[Start of Attachment]
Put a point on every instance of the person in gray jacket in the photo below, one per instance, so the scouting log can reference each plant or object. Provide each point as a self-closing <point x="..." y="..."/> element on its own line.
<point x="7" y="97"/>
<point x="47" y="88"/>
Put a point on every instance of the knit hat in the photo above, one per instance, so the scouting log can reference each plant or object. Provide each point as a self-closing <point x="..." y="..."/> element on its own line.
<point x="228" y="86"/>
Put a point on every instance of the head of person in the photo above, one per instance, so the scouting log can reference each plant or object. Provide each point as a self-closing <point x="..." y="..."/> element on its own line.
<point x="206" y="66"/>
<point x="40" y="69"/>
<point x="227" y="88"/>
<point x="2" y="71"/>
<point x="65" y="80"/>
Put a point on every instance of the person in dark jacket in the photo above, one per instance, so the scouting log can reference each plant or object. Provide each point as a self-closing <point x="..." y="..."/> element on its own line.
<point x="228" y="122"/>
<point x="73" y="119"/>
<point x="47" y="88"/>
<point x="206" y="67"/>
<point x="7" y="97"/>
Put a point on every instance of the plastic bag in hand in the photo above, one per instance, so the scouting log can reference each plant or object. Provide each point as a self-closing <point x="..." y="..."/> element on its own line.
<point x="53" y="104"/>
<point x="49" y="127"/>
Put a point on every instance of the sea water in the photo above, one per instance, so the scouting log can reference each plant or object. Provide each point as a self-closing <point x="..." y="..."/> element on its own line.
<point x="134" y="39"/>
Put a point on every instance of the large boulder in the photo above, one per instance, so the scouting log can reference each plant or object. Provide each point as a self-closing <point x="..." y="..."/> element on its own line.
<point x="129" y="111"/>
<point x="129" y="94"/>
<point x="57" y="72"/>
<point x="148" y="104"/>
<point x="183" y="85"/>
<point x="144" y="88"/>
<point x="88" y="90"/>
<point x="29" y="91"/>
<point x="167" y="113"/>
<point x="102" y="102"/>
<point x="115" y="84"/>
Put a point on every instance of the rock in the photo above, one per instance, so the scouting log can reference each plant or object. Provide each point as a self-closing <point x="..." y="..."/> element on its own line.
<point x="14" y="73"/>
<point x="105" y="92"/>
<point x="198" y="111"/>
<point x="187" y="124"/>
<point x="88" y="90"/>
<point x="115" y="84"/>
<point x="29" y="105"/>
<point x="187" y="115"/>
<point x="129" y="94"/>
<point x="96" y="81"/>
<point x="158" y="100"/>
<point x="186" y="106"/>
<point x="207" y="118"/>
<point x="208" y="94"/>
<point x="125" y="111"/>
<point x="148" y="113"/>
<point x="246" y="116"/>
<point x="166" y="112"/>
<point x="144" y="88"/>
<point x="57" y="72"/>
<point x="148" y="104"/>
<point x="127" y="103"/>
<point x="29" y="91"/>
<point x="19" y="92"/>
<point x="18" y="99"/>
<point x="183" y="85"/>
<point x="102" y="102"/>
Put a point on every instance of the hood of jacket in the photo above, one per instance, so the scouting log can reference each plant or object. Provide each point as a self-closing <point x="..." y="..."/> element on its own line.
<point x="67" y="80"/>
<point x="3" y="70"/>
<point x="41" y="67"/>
[End of Attachment]
** PROBLEM REQUIREMENTS **
Return the records in full. Omit nothing.

** OUTPUT OF THE EXERCISE **
Put a point on every instance of the person in gray jacket in the photo below, one per instance, so the scouting log can reference each plant or object. Provide each point as a self-closing <point x="..." y="..."/> element on its own line.
<point x="7" y="97"/>
<point x="47" y="88"/>
Put a point on every instance of the knit hat in the photo above, one per instance, so the scouting log can reference each plant or object. Provide each point as a self-closing <point x="..." y="..."/> element on its own line.
<point x="228" y="86"/>
Put a point on every instance of the head of person in the photo above, one per instance, so the scouting log can reference each plant or object. Provide each point as a self-closing <point x="..." y="..."/> element on its own line.
<point x="206" y="66"/>
<point x="40" y="69"/>
<point x="227" y="88"/>
<point x="2" y="71"/>
<point x="65" y="80"/>
Put a point on every instance of the person in dark jacket in the photo above, one per instance, so the scouting log can reference each plant or object. Provide each point as a self-closing <point x="..." y="..."/> element on its own line.
<point x="228" y="122"/>
<point x="73" y="119"/>
<point x="47" y="88"/>
<point x="206" y="67"/>
<point x="7" y="97"/>
Put a point on every instance of the plastic bag in hand in the photo above, one per instance, so the scouting log can reference each plant or object. Provide each point as a self-closing <point x="..." y="..."/> element on its own line.
<point x="53" y="104"/>
<point x="49" y="127"/>
Put a point on every instance of the sea water in the photo above, one per instance, so the scouting log can reference each plant or object. Provide each point as a self-closing <point x="..." y="..."/> element on its own line.
<point x="134" y="39"/>
Put a point on every instance of the large boulder in the photo above, one per instance, so the scouting log can reference each plant or object. Provide each point as a self-closing <point x="..." y="..."/> element on its own line.
<point x="129" y="111"/>
<point x="129" y="94"/>
<point x="57" y="72"/>
<point x="148" y="104"/>
<point x="183" y="85"/>
<point x="144" y="88"/>
<point x="88" y="90"/>
<point x="29" y="91"/>
<point x="167" y="113"/>
<point x="102" y="102"/>
<point x="115" y="84"/>
Put a point on every instance of the rock in the photo above, one per instance, so the scouting log can reference each plant or object. Provide each point as a self-closing <point x="..." y="..."/> element on its own line.
<point x="14" y="73"/>
<point x="105" y="92"/>
<point x="198" y="111"/>
<point x="187" y="124"/>
<point x="88" y="90"/>
<point x="115" y="84"/>
<point x="29" y="105"/>
<point x="187" y="115"/>
<point x="129" y="94"/>
<point x="96" y="81"/>
<point x="158" y="100"/>
<point x="186" y="106"/>
<point x="207" y="118"/>
<point x="208" y="94"/>
<point x="125" y="111"/>
<point x="148" y="113"/>
<point x="246" y="116"/>
<point x="166" y="112"/>
<point x="144" y="88"/>
<point x="57" y="72"/>
<point x="148" y="104"/>
<point x="127" y="103"/>
<point x="29" y="91"/>
<point x="19" y="92"/>
<point x="18" y="99"/>
<point x="183" y="85"/>
<point x="102" y="102"/>
Put a point on every instance of the hood of jacket in the photo above, one per instance, so the scouting log can reference each plant or object. Provide each point as a self-closing <point x="..." y="..."/> element on its own line.
<point x="67" y="80"/>
<point x="3" y="70"/>
<point x="41" y="67"/>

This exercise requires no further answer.